Task to carry out:
Repeat the lines starting with the one that contains "Wanted = one point per instance on the eyebrow" and going on through the one that contains "x=305, y=168", switching each "man's" to "person's" and leaving everything else unchanged.

========================

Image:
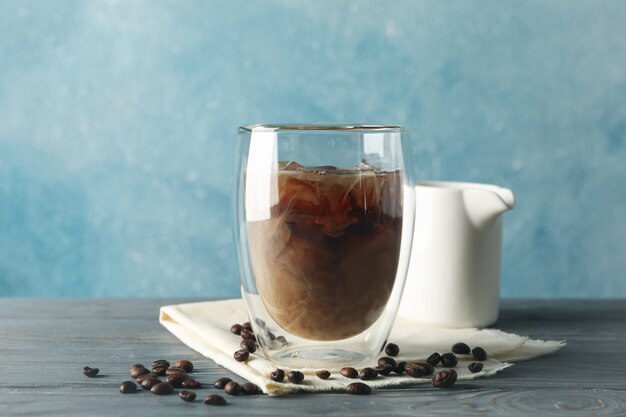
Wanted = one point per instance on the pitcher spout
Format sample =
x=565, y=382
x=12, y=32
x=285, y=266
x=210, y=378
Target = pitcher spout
x=484, y=203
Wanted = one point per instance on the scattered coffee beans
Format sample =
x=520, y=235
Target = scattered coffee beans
x=384, y=369
x=248, y=345
x=187, y=396
x=159, y=370
x=295, y=377
x=349, y=372
x=445, y=378
x=177, y=379
x=460, y=348
x=175, y=370
x=449, y=359
x=90, y=372
x=191, y=384
x=385, y=360
x=128, y=387
x=358, y=388
x=322, y=374
x=185, y=365
x=162, y=388
x=221, y=383
x=236, y=329
x=248, y=335
x=250, y=389
x=232, y=388
x=367, y=374
x=241, y=355
x=392, y=349
x=479, y=354
x=138, y=369
x=475, y=367
x=278, y=375
x=399, y=369
x=214, y=400
x=148, y=383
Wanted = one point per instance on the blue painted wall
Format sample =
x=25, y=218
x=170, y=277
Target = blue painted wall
x=118, y=118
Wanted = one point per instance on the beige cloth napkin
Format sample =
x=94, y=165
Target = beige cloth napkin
x=205, y=327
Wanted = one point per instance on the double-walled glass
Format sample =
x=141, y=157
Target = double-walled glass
x=323, y=228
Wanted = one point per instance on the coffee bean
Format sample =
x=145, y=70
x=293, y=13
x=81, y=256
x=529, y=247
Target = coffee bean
x=475, y=367
x=214, y=400
x=159, y=370
x=460, y=348
x=358, y=388
x=185, y=365
x=295, y=377
x=236, y=329
x=278, y=375
x=128, y=387
x=177, y=379
x=221, y=383
x=479, y=354
x=241, y=355
x=149, y=375
x=250, y=389
x=449, y=359
x=248, y=345
x=349, y=372
x=90, y=372
x=191, y=384
x=428, y=367
x=392, y=349
x=434, y=359
x=162, y=388
x=322, y=374
x=161, y=362
x=138, y=369
x=232, y=388
x=386, y=360
x=187, y=396
x=148, y=383
x=418, y=369
x=248, y=335
x=444, y=379
x=175, y=370
x=384, y=369
x=367, y=374
x=399, y=369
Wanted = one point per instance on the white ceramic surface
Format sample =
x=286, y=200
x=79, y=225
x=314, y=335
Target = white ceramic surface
x=454, y=272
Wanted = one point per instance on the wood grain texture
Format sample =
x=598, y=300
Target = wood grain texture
x=44, y=344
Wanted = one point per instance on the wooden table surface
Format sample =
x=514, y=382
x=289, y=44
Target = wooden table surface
x=44, y=344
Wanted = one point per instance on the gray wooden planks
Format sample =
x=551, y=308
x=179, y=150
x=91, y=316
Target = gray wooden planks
x=45, y=343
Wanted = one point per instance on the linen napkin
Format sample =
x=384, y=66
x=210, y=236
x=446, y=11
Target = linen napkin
x=205, y=327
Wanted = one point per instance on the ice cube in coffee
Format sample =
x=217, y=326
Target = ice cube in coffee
x=325, y=260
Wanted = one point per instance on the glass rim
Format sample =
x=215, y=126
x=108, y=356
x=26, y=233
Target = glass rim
x=321, y=127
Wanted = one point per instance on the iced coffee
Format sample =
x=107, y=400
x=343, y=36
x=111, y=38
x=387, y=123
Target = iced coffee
x=325, y=260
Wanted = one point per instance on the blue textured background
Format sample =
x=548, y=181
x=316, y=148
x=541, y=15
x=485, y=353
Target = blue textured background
x=118, y=118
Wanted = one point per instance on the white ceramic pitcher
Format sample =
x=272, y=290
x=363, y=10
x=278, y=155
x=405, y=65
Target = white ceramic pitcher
x=454, y=272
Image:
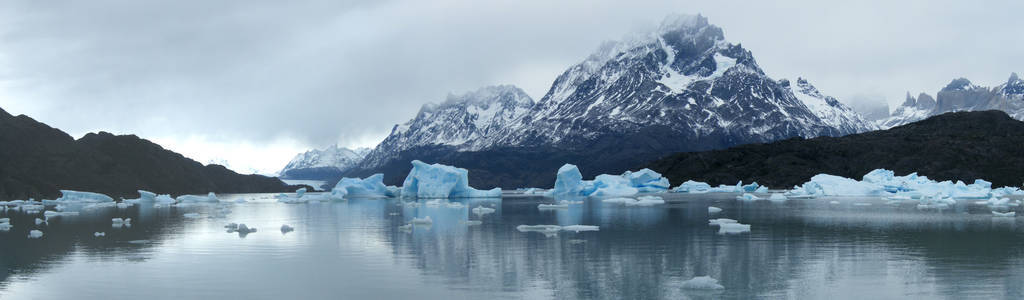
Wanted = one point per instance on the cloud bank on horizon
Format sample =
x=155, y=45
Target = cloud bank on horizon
x=254, y=82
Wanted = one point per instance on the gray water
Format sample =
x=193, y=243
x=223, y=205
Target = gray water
x=354, y=250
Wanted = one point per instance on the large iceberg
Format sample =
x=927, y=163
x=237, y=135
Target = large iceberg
x=441, y=181
x=372, y=186
x=569, y=181
x=82, y=197
x=886, y=183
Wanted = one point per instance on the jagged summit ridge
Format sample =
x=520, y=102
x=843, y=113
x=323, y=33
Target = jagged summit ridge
x=683, y=80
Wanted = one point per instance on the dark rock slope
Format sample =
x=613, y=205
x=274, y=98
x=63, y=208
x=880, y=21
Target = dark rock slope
x=964, y=145
x=37, y=160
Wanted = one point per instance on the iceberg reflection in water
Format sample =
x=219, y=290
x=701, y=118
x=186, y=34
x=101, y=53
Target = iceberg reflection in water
x=358, y=249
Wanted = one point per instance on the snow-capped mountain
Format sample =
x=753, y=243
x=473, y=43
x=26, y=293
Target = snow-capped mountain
x=468, y=122
x=682, y=87
x=322, y=164
x=958, y=95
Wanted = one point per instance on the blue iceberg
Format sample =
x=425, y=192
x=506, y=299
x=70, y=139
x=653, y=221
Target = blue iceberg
x=441, y=181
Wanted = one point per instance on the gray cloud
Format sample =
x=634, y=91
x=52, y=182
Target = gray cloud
x=324, y=72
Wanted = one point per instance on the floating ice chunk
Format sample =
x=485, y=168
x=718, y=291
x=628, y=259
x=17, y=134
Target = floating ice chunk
x=647, y=201
x=82, y=197
x=539, y=228
x=720, y=221
x=1006, y=214
x=481, y=211
x=441, y=181
x=731, y=228
x=552, y=206
x=372, y=186
x=578, y=228
x=623, y=201
x=702, y=283
x=244, y=229
x=611, y=185
x=422, y=221
x=198, y=199
x=568, y=181
x=748, y=197
x=692, y=186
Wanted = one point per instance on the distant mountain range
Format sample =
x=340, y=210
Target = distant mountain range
x=323, y=164
x=961, y=95
x=963, y=145
x=680, y=88
x=37, y=160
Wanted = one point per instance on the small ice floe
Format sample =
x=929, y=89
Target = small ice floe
x=552, y=206
x=732, y=228
x=481, y=211
x=547, y=229
x=716, y=222
x=702, y=283
x=551, y=230
x=648, y=201
x=1006, y=214
x=748, y=197
x=422, y=221
x=578, y=228
x=641, y=201
x=243, y=229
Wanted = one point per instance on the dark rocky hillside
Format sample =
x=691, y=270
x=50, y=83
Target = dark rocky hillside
x=37, y=160
x=963, y=145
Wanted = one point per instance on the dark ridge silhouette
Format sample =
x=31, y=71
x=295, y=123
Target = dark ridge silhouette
x=37, y=160
x=963, y=145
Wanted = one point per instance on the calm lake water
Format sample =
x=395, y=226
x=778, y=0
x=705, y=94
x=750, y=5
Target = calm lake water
x=355, y=250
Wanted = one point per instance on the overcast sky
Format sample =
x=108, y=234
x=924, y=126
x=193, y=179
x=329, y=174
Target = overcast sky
x=255, y=82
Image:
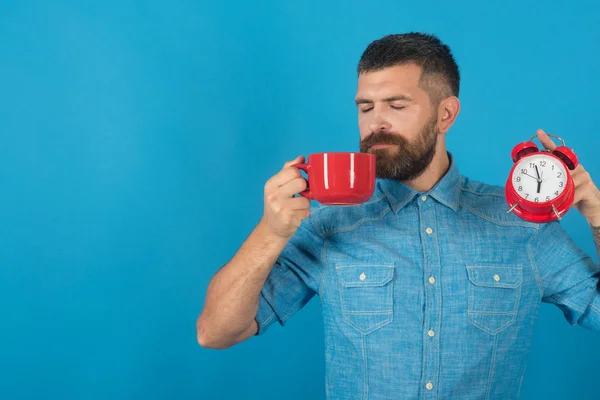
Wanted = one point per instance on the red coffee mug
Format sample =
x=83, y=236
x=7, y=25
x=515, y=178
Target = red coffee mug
x=342, y=178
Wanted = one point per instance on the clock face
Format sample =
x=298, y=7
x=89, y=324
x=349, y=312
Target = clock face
x=539, y=178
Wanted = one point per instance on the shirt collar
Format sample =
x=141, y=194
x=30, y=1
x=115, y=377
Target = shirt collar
x=446, y=191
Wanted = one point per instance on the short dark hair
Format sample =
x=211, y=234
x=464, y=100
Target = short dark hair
x=440, y=76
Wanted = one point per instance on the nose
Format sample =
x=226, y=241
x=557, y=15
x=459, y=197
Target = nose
x=379, y=123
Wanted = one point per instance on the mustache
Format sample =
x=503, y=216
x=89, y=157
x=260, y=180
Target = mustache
x=382, y=138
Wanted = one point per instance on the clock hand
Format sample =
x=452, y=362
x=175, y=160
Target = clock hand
x=532, y=177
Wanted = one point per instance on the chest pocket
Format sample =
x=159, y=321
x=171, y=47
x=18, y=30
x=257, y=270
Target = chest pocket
x=494, y=295
x=366, y=293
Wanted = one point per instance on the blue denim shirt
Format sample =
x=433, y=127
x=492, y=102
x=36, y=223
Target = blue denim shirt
x=429, y=295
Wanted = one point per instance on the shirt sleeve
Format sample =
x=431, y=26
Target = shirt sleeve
x=568, y=276
x=294, y=279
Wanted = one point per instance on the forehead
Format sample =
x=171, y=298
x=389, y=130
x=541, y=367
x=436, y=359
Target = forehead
x=399, y=79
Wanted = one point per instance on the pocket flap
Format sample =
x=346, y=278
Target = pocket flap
x=504, y=276
x=364, y=275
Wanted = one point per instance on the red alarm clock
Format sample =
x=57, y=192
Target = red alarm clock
x=539, y=187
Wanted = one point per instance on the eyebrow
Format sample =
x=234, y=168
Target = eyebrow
x=387, y=99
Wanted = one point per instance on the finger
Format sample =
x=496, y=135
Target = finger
x=582, y=179
x=299, y=203
x=545, y=140
x=293, y=187
x=284, y=176
x=578, y=170
x=297, y=160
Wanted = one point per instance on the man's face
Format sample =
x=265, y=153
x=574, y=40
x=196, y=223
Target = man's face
x=397, y=121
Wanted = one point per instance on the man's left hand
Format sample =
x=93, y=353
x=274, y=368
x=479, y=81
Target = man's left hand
x=587, y=195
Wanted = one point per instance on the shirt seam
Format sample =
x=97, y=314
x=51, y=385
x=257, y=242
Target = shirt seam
x=567, y=302
x=358, y=223
x=464, y=189
x=533, y=265
x=495, y=221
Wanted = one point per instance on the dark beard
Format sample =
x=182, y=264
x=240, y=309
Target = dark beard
x=406, y=161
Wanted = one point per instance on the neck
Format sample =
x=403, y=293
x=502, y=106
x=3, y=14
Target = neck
x=432, y=175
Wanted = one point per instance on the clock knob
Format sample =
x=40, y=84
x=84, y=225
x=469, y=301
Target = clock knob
x=567, y=156
x=523, y=149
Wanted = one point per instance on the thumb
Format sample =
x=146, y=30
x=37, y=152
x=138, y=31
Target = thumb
x=545, y=140
x=297, y=160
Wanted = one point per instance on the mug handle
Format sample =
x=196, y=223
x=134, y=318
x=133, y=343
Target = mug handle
x=305, y=168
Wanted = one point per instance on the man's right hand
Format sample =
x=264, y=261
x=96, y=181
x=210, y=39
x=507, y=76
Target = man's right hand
x=283, y=212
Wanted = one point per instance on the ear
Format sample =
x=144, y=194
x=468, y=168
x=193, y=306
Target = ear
x=448, y=110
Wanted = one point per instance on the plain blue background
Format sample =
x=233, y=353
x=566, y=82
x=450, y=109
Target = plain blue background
x=135, y=140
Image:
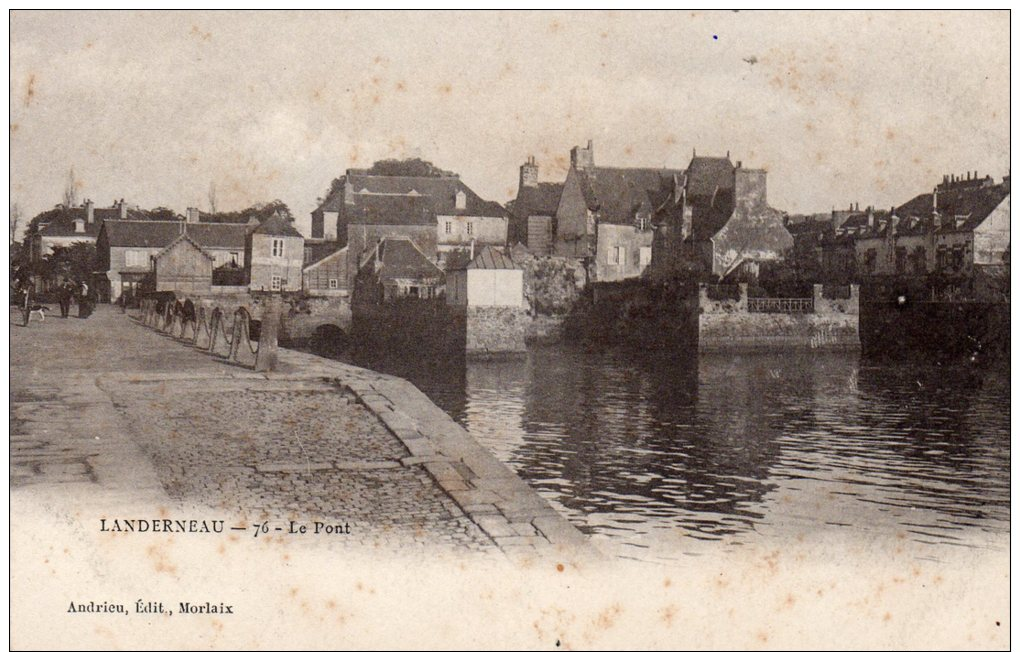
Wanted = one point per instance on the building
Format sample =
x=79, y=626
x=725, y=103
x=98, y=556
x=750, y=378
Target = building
x=604, y=215
x=125, y=248
x=717, y=222
x=273, y=255
x=396, y=268
x=64, y=226
x=184, y=266
x=492, y=279
x=459, y=216
x=324, y=272
x=533, y=210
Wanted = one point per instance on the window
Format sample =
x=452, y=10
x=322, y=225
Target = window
x=645, y=256
x=618, y=256
x=134, y=258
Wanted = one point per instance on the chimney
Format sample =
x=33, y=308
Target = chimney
x=582, y=158
x=529, y=173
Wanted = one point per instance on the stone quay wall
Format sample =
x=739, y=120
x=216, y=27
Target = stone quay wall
x=743, y=322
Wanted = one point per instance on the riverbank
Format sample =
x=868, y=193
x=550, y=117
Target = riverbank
x=107, y=412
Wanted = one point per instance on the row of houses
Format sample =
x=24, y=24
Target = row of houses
x=959, y=230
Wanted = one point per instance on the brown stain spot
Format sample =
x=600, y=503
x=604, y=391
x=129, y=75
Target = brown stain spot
x=607, y=617
x=196, y=32
x=30, y=90
x=667, y=614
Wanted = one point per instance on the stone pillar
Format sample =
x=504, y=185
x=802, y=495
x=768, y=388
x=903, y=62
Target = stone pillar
x=267, y=344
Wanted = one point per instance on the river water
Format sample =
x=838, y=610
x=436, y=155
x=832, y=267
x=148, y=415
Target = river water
x=661, y=457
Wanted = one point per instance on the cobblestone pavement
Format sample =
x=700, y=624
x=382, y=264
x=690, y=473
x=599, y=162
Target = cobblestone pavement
x=107, y=408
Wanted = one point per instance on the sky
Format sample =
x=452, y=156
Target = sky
x=153, y=107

========================

Response to this exercise:
Wanted = one point per instance on the eyebrow
Format sample =
x=234, y=168
Target = eyebrow
x=387, y=99
Wanted = one point per instance on the finger
Format sample =
x=496, y=135
Target = finger
x=582, y=179
x=299, y=203
x=545, y=140
x=293, y=187
x=284, y=176
x=578, y=170
x=297, y=160
Wanted = one point per instance on the person's face
Format sample =
x=265, y=153
x=574, y=40
x=196, y=223
Target = person's face
x=397, y=121
Wanted = one point per instance on the person's left hand
Format sample =
x=93, y=353
x=274, y=368
x=479, y=81
Target = person's left hand
x=587, y=195
Wanted = one point per instance on the shirt seam
Format sample =
x=97, y=314
x=51, y=385
x=257, y=242
Target = shirt seam
x=567, y=302
x=358, y=223
x=464, y=189
x=533, y=265
x=495, y=221
Wanted = one point per instance on the dark beard
Format sample =
x=182, y=264
x=240, y=309
Target = dark beard
x=406, y=161
Wanted = one point per instance on the neck
Format sample =
x=403, y=293
x=502, y=106
x=3, y=14
Target = neck
x=432, y=175
Wanted = one point per instance on the clock knob
Format sample =
x=40, y=84
x=84, y=225
x=469, y=301
Target = clock knob
x=567, y=156
x=523, y=149
Wanted = one point per instance on the thumb
Format sample =
x=146, y=30
x=37, y=152
x=138, y=31
Target = thumb
x=545, y=140
x=297, y=160
Wanted = one point per instance on the mug handle
Format sample =
x=196, y=223
x=134, y=318
x=133, y=343
Target = mug handle
x=305, y=168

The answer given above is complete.